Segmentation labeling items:
====================

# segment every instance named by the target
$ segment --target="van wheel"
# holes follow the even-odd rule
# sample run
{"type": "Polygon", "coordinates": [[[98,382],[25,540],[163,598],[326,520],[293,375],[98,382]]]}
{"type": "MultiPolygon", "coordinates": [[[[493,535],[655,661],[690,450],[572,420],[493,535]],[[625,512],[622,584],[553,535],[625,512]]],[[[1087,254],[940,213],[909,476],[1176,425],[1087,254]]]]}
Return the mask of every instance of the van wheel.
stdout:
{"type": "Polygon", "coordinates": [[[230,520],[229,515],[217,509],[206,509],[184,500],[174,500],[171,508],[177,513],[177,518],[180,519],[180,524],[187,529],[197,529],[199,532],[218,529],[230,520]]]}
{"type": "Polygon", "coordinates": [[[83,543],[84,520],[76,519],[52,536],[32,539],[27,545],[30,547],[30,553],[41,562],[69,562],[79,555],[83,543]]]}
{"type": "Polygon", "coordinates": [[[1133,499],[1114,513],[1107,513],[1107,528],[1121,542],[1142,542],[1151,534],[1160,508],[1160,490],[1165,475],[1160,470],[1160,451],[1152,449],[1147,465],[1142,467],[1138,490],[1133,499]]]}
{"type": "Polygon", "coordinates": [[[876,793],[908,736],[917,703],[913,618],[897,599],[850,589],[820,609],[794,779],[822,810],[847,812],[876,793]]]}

====================

YOUR GOAL> Turn every line of the records above into a Markdown table with a Row column holding the line's number and a Line column holding the line itself. Leave out blank lines.

RESULT OF THIS TASK>
| Row | Line |
|---|---|
| 1 | # segment every instance named by the target |
| 2 | $ segment --target="van wheel" |
| 3 | # holes follow the even-odd rule |
| 4 | # sample run |
| 5 | {"type": "Polygon", "coordinates": [[[98,382],[25,540],[163,598],[326,520],[293,375],[98,382]]]} |
| 6 | {"type": "MultiPolygon", "coordinates": [[[[493,535],[655,661],[690,450],[572,420],[493,535]],[[625,512],[622,584],[553,535],[625,512]]],[[[1087,254],[940,213],[909,476],[1176,425],[1087,254]]]]} |
| 7 | Return the mask of every instance of the van wheel. |
| 8 | stdout: |
| 9 | {"type": "Polygon", "coordinates": [[[230,520],[229,515],[217,509],[206,509],[184,500],[174,500],[171,508],[177,513],[177,518],[180,519],[180,524],[187,529],[197,529],[199,532],[218,529],[230,520]]]} |
| 10 | {"type": "Polygon", "coordinates": [[[83,543],[84,520],[76,519],[52,536],[32,539],[27,545],[30,547],[30,553],[41,562],[69,562],[79,555],[83,543]]]} |
| 11 | {"type": "Polygon", "coordinates": [[[1133,499],[1114,513],[1107,513],[1107,528],[1121,542],[1142,542],[1151,534],[1160,508],[1160,490],[1165,475],[1160,470],[1160,451],[1152,449],[1147,465],[1142,467],[1138,490],[1133,499]]]} |
| 12 | {"type": "Polygon", "coordinates": [[[876,793],[908,736],[917,703],[913,618],[897,599],[850,589],[820,609],[794,779],[822,810],[847,812],[876,793]]]} |